(Referring expression data)
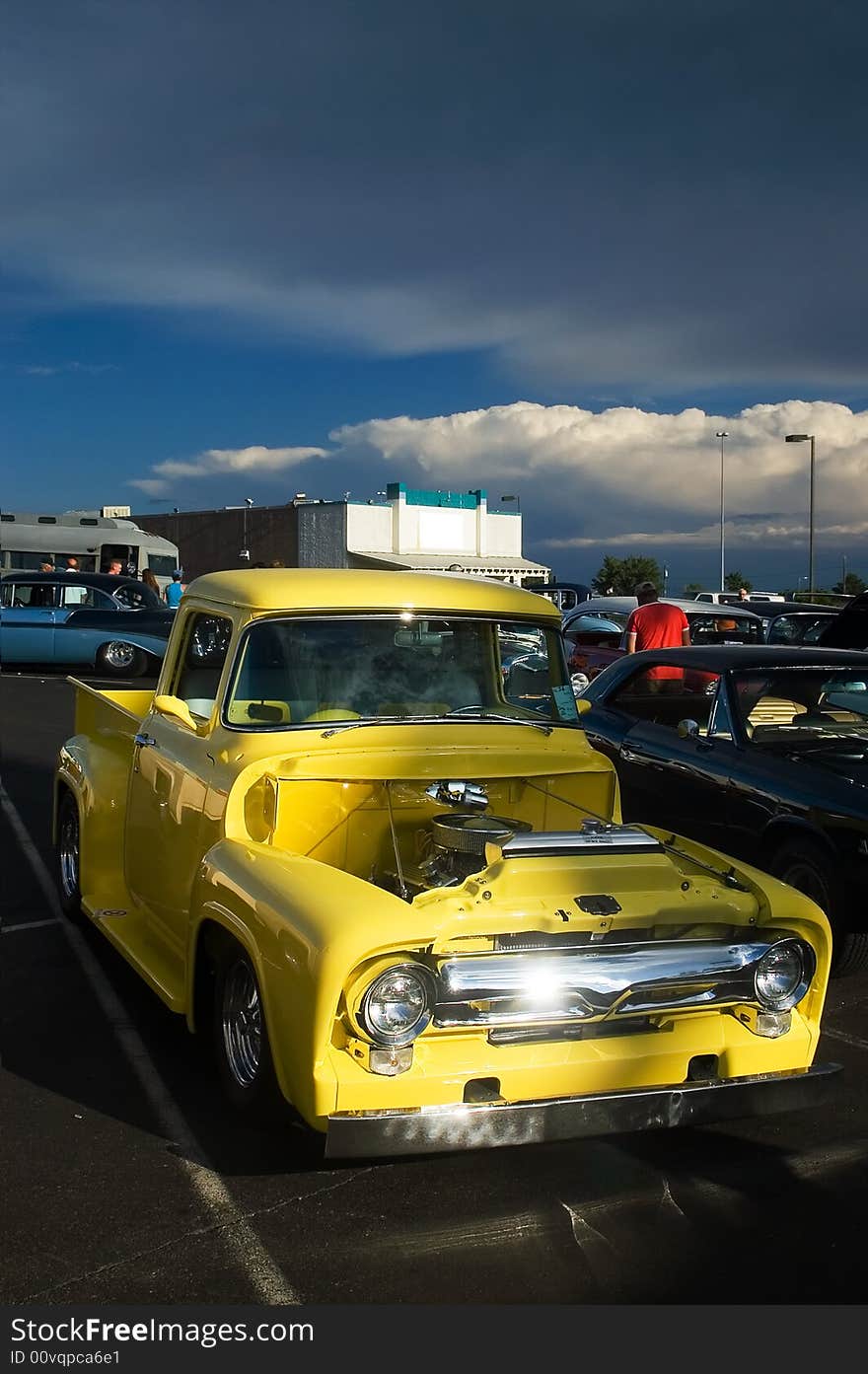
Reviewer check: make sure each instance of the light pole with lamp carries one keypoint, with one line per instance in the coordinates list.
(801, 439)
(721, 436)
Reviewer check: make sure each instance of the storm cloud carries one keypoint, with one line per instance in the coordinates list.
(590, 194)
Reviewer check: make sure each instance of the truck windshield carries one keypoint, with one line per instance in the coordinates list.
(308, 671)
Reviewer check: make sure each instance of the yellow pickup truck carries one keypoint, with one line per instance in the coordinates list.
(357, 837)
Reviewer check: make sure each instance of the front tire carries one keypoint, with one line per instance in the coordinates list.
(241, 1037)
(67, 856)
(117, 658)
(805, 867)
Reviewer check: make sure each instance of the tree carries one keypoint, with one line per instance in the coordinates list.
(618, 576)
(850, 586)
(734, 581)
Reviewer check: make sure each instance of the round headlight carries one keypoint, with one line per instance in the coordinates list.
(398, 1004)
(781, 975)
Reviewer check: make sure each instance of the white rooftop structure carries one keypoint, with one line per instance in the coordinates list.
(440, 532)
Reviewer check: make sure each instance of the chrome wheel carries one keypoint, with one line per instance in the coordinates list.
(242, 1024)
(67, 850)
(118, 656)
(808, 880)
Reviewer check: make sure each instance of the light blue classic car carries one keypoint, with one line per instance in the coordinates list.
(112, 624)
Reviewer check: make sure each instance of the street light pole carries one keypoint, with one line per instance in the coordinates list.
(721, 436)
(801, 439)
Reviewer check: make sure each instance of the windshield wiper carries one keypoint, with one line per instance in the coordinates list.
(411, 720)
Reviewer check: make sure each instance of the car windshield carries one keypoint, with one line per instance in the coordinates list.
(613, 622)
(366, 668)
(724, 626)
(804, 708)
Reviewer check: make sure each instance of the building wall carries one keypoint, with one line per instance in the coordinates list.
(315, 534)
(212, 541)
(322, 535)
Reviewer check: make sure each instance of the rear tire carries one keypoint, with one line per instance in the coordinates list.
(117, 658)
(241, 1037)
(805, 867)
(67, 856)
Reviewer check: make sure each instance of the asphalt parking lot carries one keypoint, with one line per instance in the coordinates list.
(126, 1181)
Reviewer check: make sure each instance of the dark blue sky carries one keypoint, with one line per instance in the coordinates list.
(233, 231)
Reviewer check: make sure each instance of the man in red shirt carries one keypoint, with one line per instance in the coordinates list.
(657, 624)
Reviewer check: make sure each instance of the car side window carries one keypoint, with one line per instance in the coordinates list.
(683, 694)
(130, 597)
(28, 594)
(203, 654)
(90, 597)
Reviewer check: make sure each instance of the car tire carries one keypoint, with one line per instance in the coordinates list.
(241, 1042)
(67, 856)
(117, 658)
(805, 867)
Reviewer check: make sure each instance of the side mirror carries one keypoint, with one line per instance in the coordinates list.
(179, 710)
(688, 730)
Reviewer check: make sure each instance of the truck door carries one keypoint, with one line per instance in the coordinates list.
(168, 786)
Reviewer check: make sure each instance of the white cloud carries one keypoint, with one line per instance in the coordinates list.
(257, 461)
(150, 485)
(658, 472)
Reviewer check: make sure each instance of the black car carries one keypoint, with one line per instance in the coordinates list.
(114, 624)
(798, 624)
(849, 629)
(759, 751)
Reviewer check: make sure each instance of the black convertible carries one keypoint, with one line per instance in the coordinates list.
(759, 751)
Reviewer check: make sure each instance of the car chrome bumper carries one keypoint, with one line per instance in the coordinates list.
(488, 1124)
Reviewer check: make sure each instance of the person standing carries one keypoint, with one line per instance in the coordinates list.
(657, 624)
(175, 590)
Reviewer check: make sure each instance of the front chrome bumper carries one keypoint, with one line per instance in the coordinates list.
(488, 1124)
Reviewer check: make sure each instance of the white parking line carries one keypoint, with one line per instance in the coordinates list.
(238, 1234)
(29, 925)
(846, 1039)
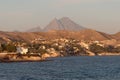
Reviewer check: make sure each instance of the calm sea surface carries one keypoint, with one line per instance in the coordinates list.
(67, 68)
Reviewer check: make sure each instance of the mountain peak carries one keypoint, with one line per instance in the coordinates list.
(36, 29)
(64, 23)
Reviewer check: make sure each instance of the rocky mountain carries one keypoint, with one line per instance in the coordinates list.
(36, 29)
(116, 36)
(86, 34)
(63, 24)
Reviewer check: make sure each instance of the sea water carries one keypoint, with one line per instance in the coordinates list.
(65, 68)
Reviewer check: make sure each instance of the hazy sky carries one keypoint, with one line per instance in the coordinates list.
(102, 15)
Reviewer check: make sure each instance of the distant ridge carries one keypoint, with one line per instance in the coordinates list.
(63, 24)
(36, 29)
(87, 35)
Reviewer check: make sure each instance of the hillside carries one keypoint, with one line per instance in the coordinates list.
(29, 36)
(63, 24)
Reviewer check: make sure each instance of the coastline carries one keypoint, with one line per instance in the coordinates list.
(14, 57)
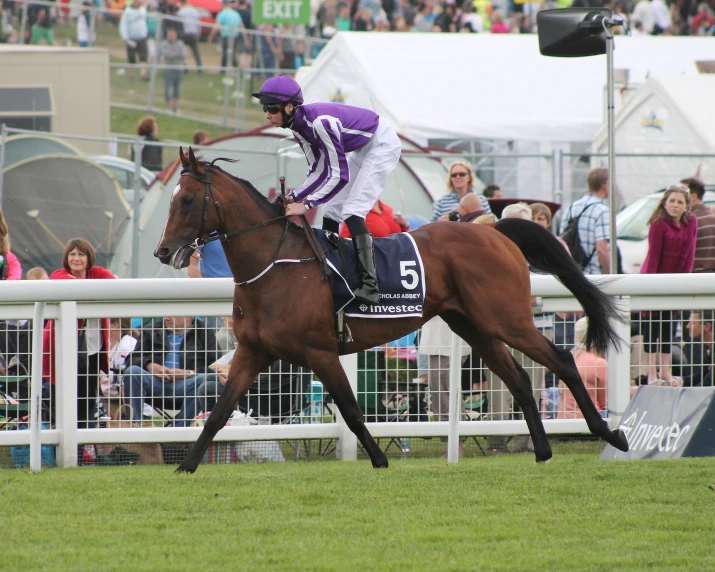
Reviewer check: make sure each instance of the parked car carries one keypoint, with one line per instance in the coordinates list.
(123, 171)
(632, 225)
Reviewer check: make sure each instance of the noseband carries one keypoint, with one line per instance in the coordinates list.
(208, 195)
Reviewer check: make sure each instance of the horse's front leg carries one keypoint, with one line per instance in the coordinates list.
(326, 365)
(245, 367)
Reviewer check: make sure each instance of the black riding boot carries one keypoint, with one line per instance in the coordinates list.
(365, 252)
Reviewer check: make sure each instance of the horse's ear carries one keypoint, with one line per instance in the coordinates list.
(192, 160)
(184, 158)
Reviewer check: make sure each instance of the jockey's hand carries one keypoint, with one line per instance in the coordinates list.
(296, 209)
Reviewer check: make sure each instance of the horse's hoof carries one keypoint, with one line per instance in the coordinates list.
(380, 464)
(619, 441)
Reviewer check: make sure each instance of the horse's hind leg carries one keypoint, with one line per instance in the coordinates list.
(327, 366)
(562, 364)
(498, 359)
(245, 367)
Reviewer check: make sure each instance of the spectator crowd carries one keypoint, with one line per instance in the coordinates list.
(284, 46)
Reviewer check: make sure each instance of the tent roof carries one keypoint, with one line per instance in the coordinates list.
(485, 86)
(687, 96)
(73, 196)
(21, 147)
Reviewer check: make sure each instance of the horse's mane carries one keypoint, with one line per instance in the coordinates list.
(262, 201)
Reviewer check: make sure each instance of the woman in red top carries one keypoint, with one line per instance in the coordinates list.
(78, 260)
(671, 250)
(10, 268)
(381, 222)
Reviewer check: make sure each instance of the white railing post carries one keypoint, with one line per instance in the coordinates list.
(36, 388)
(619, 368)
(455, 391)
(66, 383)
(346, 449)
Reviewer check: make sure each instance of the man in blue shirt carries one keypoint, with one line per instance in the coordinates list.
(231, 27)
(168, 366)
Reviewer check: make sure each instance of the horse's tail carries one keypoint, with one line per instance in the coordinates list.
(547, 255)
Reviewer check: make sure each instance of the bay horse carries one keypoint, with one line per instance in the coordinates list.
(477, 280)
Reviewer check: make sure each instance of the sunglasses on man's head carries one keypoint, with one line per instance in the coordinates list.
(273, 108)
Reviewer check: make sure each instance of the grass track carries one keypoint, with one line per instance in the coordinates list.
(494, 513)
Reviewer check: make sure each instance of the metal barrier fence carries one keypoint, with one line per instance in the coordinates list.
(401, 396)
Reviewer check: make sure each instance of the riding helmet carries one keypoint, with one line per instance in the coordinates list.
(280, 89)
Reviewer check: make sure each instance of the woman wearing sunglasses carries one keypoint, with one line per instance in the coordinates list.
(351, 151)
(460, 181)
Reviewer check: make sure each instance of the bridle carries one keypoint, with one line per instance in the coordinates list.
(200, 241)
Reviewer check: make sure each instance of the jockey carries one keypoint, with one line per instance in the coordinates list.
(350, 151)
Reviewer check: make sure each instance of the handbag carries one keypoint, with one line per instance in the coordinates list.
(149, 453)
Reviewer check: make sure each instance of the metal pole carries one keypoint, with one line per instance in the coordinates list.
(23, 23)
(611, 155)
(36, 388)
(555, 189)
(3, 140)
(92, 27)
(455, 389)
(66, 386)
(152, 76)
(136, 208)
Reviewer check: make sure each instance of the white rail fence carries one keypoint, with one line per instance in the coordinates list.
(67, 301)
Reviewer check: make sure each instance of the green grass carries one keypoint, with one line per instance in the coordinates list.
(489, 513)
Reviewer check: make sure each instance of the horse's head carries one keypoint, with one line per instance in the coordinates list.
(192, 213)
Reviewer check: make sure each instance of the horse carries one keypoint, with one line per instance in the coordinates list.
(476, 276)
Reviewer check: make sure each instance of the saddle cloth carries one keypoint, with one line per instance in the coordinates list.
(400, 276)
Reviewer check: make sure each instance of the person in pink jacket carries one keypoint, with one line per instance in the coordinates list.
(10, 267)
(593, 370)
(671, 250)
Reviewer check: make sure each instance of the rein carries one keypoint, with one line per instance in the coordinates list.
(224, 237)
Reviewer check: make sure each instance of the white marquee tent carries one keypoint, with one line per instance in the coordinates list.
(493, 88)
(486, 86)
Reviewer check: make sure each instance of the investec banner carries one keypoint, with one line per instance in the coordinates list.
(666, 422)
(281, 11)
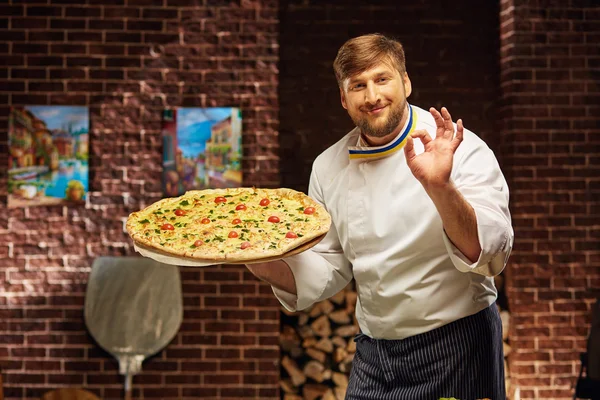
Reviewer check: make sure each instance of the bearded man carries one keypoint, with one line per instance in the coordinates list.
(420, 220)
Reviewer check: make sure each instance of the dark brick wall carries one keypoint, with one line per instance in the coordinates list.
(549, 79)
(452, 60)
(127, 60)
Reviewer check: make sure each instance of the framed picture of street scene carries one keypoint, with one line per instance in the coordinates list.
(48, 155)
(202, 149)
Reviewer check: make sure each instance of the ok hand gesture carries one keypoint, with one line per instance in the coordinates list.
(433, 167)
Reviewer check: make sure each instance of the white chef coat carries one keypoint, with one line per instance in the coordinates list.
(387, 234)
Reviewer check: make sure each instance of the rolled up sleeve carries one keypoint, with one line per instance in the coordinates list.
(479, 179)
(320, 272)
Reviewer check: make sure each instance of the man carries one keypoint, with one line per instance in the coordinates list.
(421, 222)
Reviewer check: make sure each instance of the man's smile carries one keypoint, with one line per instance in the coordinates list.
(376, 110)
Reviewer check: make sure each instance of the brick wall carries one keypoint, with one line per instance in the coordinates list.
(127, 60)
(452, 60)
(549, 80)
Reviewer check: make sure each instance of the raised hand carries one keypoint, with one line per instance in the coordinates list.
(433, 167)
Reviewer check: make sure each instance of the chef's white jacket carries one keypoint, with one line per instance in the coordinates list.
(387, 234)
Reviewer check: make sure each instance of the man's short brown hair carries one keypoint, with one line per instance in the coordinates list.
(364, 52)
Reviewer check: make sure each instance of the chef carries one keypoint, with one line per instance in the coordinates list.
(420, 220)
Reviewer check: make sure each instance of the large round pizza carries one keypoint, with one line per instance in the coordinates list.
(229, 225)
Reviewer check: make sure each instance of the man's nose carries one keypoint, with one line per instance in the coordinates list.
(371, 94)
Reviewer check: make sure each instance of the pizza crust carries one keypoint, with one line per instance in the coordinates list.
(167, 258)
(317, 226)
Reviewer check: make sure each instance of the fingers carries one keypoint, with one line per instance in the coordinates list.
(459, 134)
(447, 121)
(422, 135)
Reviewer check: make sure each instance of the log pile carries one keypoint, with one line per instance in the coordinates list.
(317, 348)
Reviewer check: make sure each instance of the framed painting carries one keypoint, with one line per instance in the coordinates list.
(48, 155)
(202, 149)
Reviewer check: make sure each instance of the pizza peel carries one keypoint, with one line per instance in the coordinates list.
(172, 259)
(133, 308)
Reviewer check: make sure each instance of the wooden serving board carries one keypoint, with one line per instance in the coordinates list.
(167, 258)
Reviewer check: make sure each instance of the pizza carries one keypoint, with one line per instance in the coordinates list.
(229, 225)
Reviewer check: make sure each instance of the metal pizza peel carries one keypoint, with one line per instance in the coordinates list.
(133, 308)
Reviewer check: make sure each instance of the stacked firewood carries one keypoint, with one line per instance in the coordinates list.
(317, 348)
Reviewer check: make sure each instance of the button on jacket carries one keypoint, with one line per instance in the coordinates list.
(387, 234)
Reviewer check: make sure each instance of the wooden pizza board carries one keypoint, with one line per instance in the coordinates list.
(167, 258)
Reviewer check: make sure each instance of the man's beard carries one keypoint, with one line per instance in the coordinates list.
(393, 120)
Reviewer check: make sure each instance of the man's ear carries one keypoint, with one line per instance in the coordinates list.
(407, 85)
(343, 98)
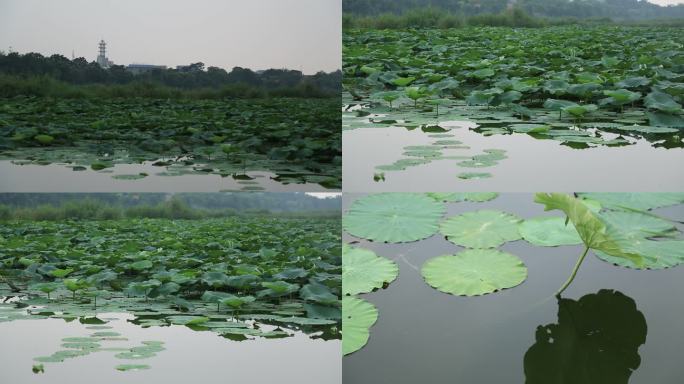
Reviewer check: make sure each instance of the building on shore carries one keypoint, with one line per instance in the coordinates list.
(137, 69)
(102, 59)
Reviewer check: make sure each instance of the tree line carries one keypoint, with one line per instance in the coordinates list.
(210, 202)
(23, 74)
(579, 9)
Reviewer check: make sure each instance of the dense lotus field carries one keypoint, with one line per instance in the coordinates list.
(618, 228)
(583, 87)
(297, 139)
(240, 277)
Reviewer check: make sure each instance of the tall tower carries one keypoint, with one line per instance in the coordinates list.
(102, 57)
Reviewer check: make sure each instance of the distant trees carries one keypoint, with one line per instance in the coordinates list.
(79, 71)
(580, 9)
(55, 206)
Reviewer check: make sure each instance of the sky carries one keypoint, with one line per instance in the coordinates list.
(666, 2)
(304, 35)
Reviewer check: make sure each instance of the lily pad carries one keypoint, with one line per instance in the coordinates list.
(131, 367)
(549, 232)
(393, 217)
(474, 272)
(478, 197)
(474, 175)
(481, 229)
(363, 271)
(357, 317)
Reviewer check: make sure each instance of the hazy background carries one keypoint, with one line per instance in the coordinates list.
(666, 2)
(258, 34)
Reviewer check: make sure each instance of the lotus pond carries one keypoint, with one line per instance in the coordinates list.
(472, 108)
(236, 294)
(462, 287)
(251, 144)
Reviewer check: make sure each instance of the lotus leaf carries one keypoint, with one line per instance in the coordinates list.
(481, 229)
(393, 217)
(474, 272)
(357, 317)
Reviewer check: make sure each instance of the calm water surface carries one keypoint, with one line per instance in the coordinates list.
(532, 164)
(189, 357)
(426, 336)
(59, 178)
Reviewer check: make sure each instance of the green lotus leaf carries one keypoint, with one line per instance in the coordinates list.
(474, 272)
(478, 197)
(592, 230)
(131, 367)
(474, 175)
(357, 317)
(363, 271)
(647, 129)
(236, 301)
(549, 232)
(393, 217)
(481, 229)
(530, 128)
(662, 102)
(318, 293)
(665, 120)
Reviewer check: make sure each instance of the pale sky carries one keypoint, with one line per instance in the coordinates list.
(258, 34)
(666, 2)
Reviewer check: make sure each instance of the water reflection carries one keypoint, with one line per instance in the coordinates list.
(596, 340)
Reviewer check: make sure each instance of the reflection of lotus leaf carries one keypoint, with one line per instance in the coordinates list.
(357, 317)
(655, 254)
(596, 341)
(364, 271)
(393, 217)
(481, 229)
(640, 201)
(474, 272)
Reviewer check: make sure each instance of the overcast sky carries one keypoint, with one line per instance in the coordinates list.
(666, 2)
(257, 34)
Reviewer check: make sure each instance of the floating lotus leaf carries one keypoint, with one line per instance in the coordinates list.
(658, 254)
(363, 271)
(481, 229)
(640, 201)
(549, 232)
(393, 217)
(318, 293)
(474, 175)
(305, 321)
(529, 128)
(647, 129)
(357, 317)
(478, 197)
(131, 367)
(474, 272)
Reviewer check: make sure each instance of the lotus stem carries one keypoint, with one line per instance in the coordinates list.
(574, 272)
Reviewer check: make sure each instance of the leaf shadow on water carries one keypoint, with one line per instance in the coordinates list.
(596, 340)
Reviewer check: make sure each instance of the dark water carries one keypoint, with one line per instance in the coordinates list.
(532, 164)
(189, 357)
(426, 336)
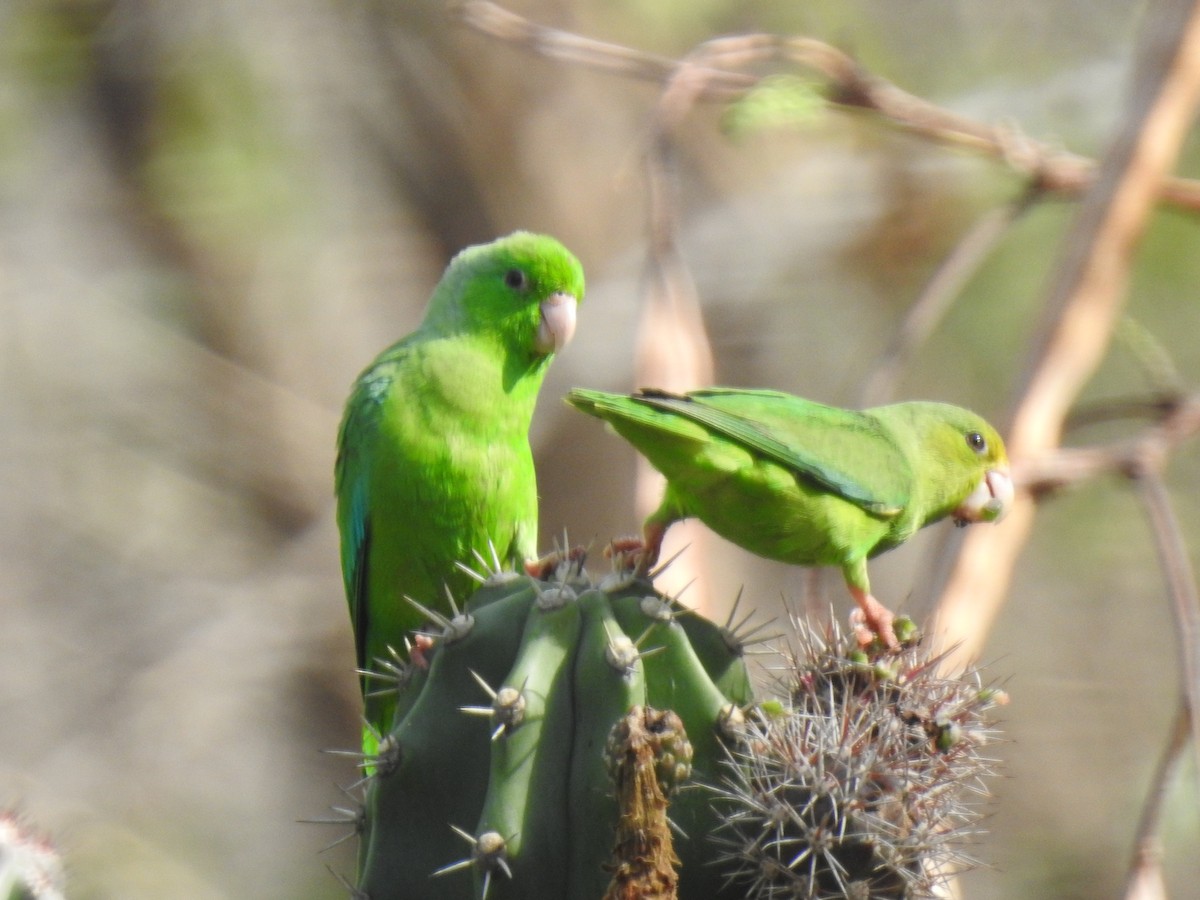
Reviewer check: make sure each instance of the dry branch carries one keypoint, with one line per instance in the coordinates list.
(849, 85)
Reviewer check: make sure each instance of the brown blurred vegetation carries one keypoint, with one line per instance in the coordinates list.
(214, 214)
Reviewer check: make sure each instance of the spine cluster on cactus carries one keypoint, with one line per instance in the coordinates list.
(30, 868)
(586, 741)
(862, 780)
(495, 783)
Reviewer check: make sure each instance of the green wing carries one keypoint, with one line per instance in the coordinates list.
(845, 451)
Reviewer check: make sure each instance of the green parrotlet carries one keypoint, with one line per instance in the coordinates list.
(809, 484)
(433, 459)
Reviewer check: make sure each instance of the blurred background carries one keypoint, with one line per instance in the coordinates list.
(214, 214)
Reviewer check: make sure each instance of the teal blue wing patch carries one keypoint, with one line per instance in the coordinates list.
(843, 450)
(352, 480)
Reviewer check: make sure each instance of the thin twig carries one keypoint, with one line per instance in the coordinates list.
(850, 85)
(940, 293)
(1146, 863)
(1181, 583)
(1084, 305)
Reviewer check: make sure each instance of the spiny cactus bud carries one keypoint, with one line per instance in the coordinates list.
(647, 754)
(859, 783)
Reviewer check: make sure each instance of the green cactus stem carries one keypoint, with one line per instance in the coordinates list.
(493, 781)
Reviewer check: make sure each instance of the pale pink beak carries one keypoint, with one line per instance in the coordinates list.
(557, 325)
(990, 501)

- WHAT YOU SHOULD DO:
The answer should be exactly the lines from the one that contains "Reviewer check: make sure each instance of the spiny" through the end of the entries, both ends included, and nothing besides.

- WRITTEN RESPONSE:
Reviewer check: make sure each instance of the spiny cactus bud carries one keypoint, with one line per instance in the coordinates list.
(647, 754)
(859, 783)
Reviewer check: make sure each instance of the green cactus stem carries one keypoint, with one line per instance in the coordinates list.
(493, 781)
Reviewer check: make sure each instance of the pale pink beak carries one keypoint, with one line per instance in the coordinates list.
(557, 325)
(990, 501)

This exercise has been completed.